Please rewrite the lines from the one that contains "the brown winter" through the end of the rows, requests included, scaling only the answer coordinates by 0.75 and rounding them to whole numbers with halves going up. Leave the pictures out.

Dataset rows about object locations:
▬▬▬▬▬▬▬▬▬▬

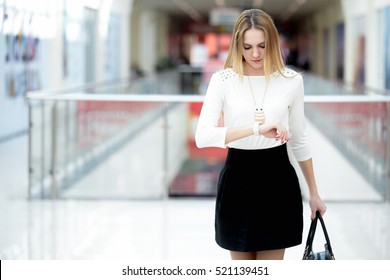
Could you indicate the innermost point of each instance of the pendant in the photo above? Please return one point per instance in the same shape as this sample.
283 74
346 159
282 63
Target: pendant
259 115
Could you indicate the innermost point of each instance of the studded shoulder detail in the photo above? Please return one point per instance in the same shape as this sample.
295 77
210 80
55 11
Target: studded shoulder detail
226 74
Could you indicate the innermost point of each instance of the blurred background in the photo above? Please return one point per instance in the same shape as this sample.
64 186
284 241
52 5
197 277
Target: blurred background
99 101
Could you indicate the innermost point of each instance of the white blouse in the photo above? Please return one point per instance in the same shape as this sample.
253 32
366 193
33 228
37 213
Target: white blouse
232 97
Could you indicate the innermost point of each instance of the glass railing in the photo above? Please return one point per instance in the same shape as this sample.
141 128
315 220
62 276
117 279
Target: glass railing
136 141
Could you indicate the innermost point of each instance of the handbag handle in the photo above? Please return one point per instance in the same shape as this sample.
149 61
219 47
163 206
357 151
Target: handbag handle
312 231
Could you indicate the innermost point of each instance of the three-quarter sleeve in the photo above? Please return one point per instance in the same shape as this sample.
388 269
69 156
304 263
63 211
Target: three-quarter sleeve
297 123
208 134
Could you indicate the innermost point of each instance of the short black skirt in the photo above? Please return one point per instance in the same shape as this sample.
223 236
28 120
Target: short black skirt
259 201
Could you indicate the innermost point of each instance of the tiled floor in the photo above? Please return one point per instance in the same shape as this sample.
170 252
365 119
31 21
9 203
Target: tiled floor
357 221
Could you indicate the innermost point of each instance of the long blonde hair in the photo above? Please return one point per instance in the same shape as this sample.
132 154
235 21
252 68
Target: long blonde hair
258 19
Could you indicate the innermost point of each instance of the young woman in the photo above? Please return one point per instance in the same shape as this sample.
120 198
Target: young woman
259 211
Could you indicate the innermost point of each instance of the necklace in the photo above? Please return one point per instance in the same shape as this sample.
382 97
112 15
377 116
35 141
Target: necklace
259 110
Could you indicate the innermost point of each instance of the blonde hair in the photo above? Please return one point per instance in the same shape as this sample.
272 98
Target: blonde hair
258 19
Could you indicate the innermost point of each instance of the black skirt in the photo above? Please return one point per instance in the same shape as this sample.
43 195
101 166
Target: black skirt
259 201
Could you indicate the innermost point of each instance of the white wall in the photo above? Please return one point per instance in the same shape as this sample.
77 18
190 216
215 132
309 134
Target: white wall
374 62
13 110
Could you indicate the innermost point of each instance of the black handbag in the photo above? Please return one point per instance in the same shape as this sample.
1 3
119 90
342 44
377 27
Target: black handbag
309 254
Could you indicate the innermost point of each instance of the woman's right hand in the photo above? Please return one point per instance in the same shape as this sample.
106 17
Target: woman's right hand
274 130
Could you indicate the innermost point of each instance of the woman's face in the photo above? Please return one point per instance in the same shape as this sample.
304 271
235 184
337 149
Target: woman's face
253 50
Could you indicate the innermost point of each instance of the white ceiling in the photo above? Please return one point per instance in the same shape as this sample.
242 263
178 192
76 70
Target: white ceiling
279 9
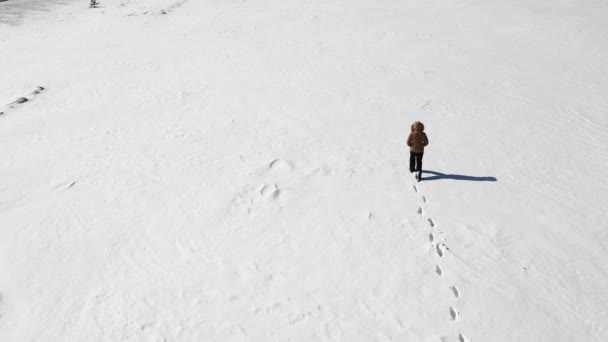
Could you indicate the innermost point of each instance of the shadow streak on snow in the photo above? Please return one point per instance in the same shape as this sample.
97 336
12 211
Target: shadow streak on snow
438 175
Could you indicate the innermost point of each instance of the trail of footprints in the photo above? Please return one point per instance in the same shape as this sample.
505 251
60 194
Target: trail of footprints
440 249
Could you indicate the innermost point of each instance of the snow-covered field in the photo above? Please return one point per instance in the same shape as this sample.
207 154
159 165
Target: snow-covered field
212 170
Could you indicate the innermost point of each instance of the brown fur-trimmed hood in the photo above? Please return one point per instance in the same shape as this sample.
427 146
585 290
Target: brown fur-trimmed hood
417 140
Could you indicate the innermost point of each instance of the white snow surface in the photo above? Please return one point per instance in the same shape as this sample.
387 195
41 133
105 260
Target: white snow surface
212 170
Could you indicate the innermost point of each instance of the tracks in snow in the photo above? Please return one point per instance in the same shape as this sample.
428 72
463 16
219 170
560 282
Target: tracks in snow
22 99
440 248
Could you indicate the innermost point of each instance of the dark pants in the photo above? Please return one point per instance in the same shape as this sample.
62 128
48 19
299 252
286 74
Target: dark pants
416 163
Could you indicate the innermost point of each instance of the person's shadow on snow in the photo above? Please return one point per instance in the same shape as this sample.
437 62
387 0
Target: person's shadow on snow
438 175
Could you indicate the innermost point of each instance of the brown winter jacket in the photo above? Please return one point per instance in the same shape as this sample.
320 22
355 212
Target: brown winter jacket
417 139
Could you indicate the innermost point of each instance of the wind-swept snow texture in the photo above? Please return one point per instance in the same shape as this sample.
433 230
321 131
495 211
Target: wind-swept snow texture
237 171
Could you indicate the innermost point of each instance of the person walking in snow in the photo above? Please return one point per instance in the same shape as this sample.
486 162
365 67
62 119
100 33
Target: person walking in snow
417 140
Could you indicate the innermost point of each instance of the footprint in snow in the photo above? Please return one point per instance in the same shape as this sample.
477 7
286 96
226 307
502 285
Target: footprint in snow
439 249
453 313
455 291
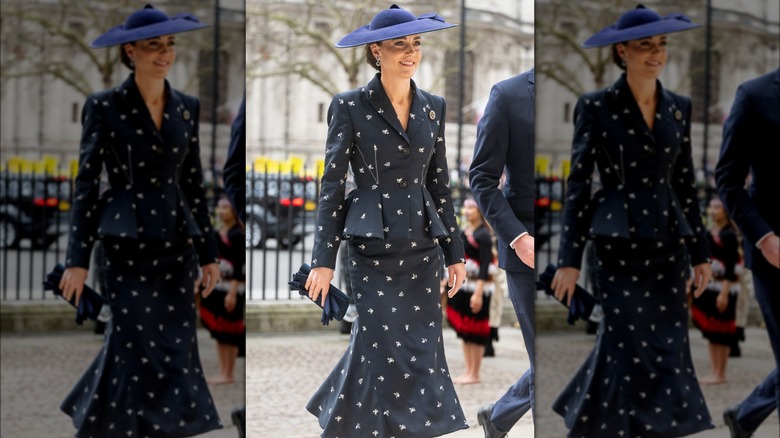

▬▬▬▬▬▬▬▬▬▬

> [TASK RESULT]
Could you indicate the innermost point of each instance of the brown winter jacket in the photo above? Please return one point per instance in the same shape as this sample.
320 22
355 212
Target: brown winter jacket
313 104
Could you indicate the innermost point of each instance of the wind-swept snow texture in the photo above? Please return one point per instance in the same shape as this sample.
433 230
321 131
495 211
Target: wind-swept snow texture
178 128
Could you indicate the innermost point of each instance of the person walking in snow in the photo above? Please return one point per instance in the same shape as this sample.
486 162
365 67
62 119
100 33
Target: person walking in snow
313 105
Could you indicate the innermost point of each instance of the footprint in snow in the photo above? Please return one point per instance in the same shape as this sample.
477 7
286 96
226 307
502 285
Target: footprint in snow
329 187
340 235
341 218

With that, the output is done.